Task requirements:
Rescale the part of the listing that opens with the line containing "# point at: brown" and runs through the end of the listing, both ends included, by writing out those lines again, requests included, with every coordinate in the answers multiplied by 2.55 and rounded to a whole number, halves rounding up. Give only those lines.

Data entries:
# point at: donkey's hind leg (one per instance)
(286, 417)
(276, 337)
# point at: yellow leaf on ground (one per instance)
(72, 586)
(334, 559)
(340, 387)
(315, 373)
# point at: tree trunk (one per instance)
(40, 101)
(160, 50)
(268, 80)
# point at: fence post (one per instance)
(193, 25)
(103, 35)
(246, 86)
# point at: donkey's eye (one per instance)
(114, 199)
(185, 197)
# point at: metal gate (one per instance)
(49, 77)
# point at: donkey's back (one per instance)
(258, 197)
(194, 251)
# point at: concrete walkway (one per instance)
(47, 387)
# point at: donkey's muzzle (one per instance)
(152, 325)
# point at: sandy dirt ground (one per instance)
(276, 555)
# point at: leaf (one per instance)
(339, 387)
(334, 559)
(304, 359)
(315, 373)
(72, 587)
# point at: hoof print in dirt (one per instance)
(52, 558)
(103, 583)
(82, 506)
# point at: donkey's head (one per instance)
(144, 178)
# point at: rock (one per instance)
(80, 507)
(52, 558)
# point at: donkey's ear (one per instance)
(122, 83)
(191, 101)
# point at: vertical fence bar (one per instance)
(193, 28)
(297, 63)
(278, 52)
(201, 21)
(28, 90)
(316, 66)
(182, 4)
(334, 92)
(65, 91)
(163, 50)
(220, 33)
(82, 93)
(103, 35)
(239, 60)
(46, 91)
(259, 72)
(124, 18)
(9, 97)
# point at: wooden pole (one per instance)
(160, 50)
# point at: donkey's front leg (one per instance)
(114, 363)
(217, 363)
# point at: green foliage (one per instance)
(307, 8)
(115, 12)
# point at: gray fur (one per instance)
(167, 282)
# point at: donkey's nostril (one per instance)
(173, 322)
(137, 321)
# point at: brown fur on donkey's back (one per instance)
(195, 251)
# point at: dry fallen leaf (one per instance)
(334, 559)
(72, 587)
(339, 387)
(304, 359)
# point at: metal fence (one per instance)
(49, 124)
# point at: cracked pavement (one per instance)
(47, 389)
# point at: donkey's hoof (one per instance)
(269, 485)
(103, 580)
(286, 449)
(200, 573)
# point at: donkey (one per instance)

Solved exercise:
# point at: brown fur on donkey's back (one per instance)
(497, 640)
# point at: dry fallen leaf (one per instance)
(852, 1425)
(184, 1497)
(864, 987)
(775, 915)
# point at: metal fence (one per instance)
(125, 316)
# point at: cracked pavement (one per instance)
(120, 992)
# point at: donkey's hoof (one per instance)
(686, 1237)
(263, 1479)
(729, 1145)
(510, 1461)
# point at: donkey (one per instance)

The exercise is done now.